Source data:

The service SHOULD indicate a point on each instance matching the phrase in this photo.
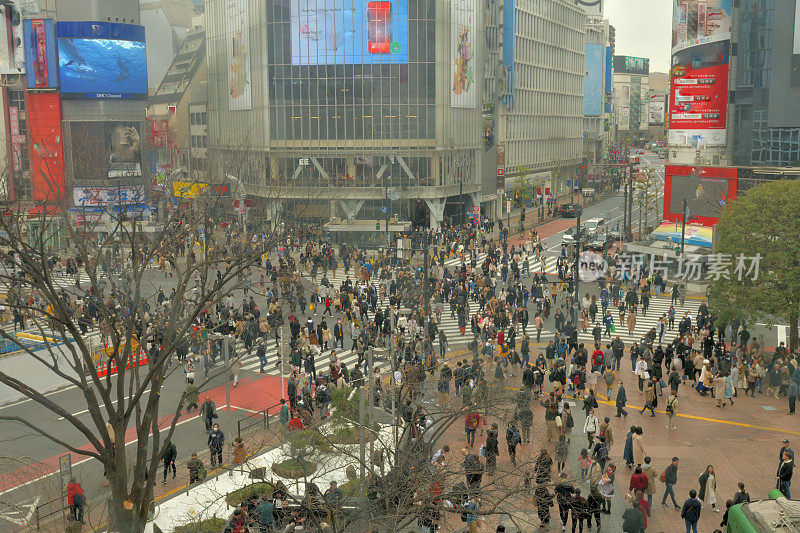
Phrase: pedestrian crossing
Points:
(644, 323)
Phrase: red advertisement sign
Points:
(707, 191)
(47, 154)
(699, 98)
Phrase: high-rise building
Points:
(342, 119)
(75, 85)
(765, 84)
(534, 97)
(631, 86)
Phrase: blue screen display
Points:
(349, 32)
(102, 68)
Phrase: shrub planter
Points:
(294, 468)
(212, 525)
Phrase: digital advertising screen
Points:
(698, 98)
(102, 60)
(707, 191)
(349, 32)
(40, 59)
(697, 22)
(593, 80)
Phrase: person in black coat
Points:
(622, 400)
(784, 476)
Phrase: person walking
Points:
(491, 449)
(639, 452)
(784, 476)
(169, 455)
(649, 397)
(622, 401)
(690, 512)
(671, 409)
(216, 440)
(708, 487)
(75, 500)
(670, 478)
(208, 412)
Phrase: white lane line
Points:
(40, 478)
(86, 410)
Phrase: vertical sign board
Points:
(47, 150)
(509, 20)
(698, 99)
(41, 62)
(501, 168)
(237, 18)
(463, 15)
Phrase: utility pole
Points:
(630, 199)
(386, 218)
(575, 277)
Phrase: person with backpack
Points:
(567, 422)
(513, 438)
(672, 409)
(525, 417)
(471, 423)
(197, 470)
(169, 455)
(600, 451)
(670, 478)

GOAL OF THE EXERCISE: None of the pictures belongs in the answer, but all the entries must be repeated exactly.

YOUR RESPONSE:
The service SHOULD indicate a point on each instance matching the phrase in this photo.
Phrase: pedestrian crossing
Points:
(644, 323)
Phrase: red advertisement sign
Points:
(707, 191)
(47, 154)
(699, 98)
Phrase: high-rise building
Points:
(342, 119)
(75, 85)
(765, 84)
(534, 97)
(631, 86)
Phrase: blue screen display
Points:
(349, 32)
(102, 68)
Phrase: shrub planter
Points:
(294, 468)
(212, 525)
Phrase: digital advertising screen
Points:
(698, 98)
(102, 60)
(707, 191)
(349, 32)
(40, 59)
(697, 22)
(593, 80)
Phrase: person in black coat
Points:
(622, 400)
(784, 476)
Phrase: person walking
Points:
(491, 449)
(639, 452)
(784, 476)
(169, 455)
(649, 397)
(622, 401)
(690, 512)
(671, 409)
(216, 440)
(708, 487)
(75, 500)
(670, 478)
(208, 412)
Phrase: white lane line
Points:
(40, 478)
(86, 410)
Phrase: vertical sign board
Points:
(47, 150)
(509, 20)
(698, 99)
(41, 62)
(501, 168)
(237, 18)
(463, 15)
Phrase: utility pole
Points:
(630, 199)
(386, 218)
(575, 277)
Phrase: person with backpack
Points:
(567, 422)
(513, 438)
(672, 409)
(525, 417)
(471, 423)
(197, 470)
(169, 455)
(600, 451)
(670, 478)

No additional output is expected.